## Action item
Please write out exactly the lines of the data below from the line holding "Each instance receives one keypoint. Mark the pearl accordingly" through the line holding "Each instance receives one keypoint. Mark the white background", and leave out the rest.

## Referring expression data
==================================================

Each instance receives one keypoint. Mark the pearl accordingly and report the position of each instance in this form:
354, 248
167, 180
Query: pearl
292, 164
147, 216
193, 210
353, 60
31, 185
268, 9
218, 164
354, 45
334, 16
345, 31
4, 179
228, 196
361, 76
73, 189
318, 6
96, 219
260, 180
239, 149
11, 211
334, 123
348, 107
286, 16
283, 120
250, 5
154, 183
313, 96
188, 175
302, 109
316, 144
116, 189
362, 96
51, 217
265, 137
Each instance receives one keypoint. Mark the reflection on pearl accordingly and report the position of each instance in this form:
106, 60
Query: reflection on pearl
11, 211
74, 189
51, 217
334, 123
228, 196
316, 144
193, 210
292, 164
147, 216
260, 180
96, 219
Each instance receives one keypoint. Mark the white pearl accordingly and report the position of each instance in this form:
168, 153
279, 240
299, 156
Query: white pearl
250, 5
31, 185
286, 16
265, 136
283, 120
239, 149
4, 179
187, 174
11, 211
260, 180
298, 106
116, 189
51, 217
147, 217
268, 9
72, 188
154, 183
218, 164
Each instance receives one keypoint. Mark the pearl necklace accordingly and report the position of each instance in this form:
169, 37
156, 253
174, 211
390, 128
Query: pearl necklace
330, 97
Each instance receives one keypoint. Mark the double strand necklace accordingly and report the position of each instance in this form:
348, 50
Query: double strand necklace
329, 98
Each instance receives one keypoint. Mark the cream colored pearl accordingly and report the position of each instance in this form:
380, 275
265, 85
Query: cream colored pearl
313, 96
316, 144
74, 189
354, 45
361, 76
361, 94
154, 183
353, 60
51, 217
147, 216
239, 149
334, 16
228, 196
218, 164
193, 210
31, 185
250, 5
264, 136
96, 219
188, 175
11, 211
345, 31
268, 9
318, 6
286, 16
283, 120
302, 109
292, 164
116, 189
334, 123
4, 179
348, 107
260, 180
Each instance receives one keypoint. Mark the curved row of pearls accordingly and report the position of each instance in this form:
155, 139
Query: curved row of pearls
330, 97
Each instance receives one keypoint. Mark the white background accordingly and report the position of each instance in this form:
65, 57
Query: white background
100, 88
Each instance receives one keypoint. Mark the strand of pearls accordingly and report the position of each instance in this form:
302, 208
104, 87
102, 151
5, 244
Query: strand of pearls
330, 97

==================================================

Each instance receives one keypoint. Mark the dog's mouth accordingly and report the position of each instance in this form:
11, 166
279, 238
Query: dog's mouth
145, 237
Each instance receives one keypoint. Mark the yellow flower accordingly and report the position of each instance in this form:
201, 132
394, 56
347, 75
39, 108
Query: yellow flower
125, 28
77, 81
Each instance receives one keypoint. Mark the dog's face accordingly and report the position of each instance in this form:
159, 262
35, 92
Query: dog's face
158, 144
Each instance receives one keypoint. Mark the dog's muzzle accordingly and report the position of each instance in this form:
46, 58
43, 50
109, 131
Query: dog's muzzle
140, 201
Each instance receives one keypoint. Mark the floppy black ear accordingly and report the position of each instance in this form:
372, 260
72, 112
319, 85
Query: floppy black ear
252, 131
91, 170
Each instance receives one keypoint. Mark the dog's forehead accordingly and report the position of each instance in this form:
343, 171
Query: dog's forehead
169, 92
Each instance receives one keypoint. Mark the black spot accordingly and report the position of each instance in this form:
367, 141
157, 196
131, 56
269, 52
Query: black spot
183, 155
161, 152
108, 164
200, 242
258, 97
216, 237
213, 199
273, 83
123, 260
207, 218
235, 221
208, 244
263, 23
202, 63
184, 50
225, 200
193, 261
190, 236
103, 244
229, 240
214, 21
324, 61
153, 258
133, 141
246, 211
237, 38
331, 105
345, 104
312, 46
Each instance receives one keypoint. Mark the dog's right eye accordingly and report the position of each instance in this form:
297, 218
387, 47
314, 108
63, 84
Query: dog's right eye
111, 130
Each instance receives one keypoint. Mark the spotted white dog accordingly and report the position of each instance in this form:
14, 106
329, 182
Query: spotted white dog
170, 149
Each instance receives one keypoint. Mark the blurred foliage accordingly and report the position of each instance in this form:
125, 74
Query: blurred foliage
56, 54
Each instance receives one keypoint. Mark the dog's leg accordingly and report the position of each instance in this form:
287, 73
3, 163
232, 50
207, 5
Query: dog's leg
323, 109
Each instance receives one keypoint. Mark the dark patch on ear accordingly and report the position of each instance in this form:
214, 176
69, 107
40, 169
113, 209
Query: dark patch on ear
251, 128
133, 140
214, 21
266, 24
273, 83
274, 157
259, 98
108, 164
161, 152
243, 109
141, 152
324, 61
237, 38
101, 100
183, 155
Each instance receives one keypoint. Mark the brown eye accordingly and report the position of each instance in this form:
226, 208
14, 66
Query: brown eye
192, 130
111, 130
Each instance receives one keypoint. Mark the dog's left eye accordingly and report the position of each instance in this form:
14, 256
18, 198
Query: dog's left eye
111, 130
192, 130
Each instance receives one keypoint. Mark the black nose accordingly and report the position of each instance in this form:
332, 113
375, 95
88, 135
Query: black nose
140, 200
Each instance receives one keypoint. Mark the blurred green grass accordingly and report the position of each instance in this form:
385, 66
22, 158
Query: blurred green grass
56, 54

==================================================

## Reply
Each instance receives one keypoint. Mark the pearl accordingly and report the position of each instance in this form:
354, 248
167, 180
Query: pearl
292, 164
147, 216
193, 210
353, 60
31, 185
268, 9
218, 164
354, 45
334, 16
345, 31
4, 179
228, 196
361, 76
73, 189
318, 6
96, 219
260, 180
239, 149
11, 211
334, 123
348, 107
286, 16
283, 120
250, 5
154, 183
313, 96
188, 175
302, 109
316, 144
116, 189
362, 96
51, 217
265, 137
Each instance receives one keypoint. Mark the reflection on pearl accordingly and report the position of each instance in this form:
106, 60
Query: reflection on pearl
11, 211
74, 189
51, 217
334, 123
228, 196
316, 144
193, 210
292, 164
147, 216
260, 180
96, 219
Each instance receives one keypoint. Mark the white pearl accordingly and report the position of each instance in this form:
168, 153
279, 240
299, 156
Query: white pearl
250, 5
31, 185
286, 16
265, 136
283, 120
239, 149
4, 179
187, 174
11, 211
260, 180
298, 106
116, 189
51, 217
147, 217
268, 9
72, 188
154, 183
218, 164
Each instance receives one keypoint. Mark the pearl necklace accordingly and report the position of each instance in this form:
169, 37
156, 253
174, 211
390, 128
Query: pearl necklace
330, 97
Each instance receives one keypoint. Mark the double strand necklace accordingly and report the position of each instance in this form:
348, 50
Query: double strand necklace
329, 98
Each instance receives one keypoint. Mark the cream colored pearl accordingly and report the position of each instance in this form:
380, 275
265, 85
Query: cream colored pearl
313, 96
316, 144
74, 189
354, 45
361, 76
361, 94
154, 183
353, 60
51, 217
147, 216
239, 149
334, 16
228, 196
218, 164
193, 210
31, 185
250, 5
264, 136
96, 219
188, 175
11, 211
345, 31
268, 9
318, 6
286, 16
283, 120
302, 109
292, 164
116, 189
334, 123
4, 179
348, 107
260, 180
Each instance receives one keypoint. Mark the curved row of pearls accordingly and report the position of each instance in this form:
155, 139
Query: curved row of pearls
330, 97
Each instance receives one keypoint. Mark the white background accordingly and report the position of each instance in this form:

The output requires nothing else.